### Task instructions
• a. Translate this sentence from the Spark forum thread below into French: "It seems that Spark worker on the cluster somehow got my local Spark run script path, which is weird."
• b. Extend the Spark forum thread below, picking up after its final sentence.

### Article
+===+

I'm getting a bunch of errors like this in each worker

java.io.IOException: Cannot run program "/Users/ev/src/vendor/spark-0.6.2/run" (in directory "/opt/spark-0.6.2/work/job-20130315210627-0000/2"): java.io.IOException: error=2, No such file or directory
        at java.lang.ProcessBuilder.start(ProcessBuilder.java:460)
        at spark.deploy.worker.ExecutorRunner.fetchAndRunExecutor(ExecutorRunner.scala:126)
        at spark.deploy.worker.ExecutorRunner$$anon$1.run(ExecutorRunner.scala:36)
Caused by: java.io.IOException: java.io.IOException: error=2, No such file or directory
        at java.lang.UNIXProcess.<init>(UNIXProcess.java:148)
        at java.lang.ProcessImpl.start(ProcessImpl.java:65)
        at java.lang.ProcessBuilder.start(ProcessBuilder.java:453)

It seems that Spark worker on the cluster somehow got my local Spark run script path, which is weird.  Does the local spark-shell need to have the same path as the one on the remote workers?

thanks,
Evan


You received this message because you are subscribed to a topic in the Google Groups "Spark Users" group.
To unsubscribe from this topic, visit https://groups.google.com/d/topic/spark-users/sbYOyXBpj60/unsubscribe?hl=en.
To unsubscribe from this group and all its topics, send an email to spark-users...@googlegroups.com.

For more options, visit https://groups.google.com/groups/opt_out.





--
--
Evan Chan
Senior Software Engineer | 
e...@ooyala.com | (650) 996-4600
www.ooyala.com | blog | @ooyala

Shivaram Venkataraman

unread,
Mar 15, 2013, 5:42:41 PM3/15/13
to spark...@googlegroups.com
spark-shell tries to start executors using the 'run' command on the slaves. The path for the run command is passed as $SPARK_HOME/run -- So when you start spark-shell it passes on the path from your local shell. I haven't tried this before so I am not sure if it will work, but you could try setting SPARK_HOME on your local machine to be the path to spark directory on the slaves.

+===+

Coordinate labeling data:
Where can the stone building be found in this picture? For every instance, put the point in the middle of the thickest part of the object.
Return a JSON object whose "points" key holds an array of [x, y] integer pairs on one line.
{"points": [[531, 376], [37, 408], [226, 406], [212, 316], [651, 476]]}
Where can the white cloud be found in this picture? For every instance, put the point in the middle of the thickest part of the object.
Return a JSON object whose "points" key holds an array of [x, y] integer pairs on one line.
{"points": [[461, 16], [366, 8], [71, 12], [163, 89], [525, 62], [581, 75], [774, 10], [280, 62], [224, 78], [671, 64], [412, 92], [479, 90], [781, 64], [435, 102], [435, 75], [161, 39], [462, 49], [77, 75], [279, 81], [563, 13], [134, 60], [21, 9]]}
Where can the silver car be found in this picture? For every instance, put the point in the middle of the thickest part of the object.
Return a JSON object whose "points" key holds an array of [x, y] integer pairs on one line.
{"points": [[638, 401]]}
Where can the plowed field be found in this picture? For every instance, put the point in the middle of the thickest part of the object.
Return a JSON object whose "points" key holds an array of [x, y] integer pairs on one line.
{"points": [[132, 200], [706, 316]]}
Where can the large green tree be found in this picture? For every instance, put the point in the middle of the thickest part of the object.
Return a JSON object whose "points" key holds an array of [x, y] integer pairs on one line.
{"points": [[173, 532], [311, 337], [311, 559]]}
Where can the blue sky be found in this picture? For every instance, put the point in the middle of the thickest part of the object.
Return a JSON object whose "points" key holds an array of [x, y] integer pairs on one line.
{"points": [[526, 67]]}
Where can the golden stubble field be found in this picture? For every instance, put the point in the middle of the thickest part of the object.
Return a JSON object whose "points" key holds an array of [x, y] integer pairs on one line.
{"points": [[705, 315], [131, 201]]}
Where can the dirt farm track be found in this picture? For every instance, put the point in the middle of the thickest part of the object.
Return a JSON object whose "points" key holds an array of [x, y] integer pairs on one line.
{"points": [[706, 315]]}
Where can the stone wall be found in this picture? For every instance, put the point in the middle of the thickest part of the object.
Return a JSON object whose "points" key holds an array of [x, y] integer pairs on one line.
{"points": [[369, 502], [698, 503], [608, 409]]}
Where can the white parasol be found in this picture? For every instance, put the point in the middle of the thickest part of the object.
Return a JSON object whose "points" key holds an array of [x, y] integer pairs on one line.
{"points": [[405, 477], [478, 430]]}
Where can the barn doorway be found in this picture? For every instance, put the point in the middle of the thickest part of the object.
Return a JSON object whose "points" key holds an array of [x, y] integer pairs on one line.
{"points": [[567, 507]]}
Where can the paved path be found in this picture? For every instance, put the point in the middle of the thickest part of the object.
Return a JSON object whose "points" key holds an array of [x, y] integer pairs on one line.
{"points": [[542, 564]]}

+===+

### Results of the exercise
• a. Il semble que le worker Spark du cluster ait récupéré, d'une manière ou d'une autre, le chemin de mon script run Spark local, ce qui est étrange.

• b.
Thanks
Shivaram

Evan Chan

unread,
Mar 15, 2013, 6:14:45 PM3/15/13
to spark...@googlegroups.com
Yeah, now every time I start spark-shell, it seems the cluster automatically tries to execute the failed job from before, with the wrong path.... and then the master and workers all exit.   Seems like the state needs to be cleared somehow.

Evan Chan

unread,
Mar 15, 2013, 6:18:52 PM3/15/13
to spark...@googlegroups.com
Even if I remove the work subdir in my Spark install directory, it gets recreated every time with a new job whenever I start my local spark-shell.

Maybe someone who runs spark-shell remotely can comment on what setup works for them?   Or do you all run spark-shell locally on the cluster?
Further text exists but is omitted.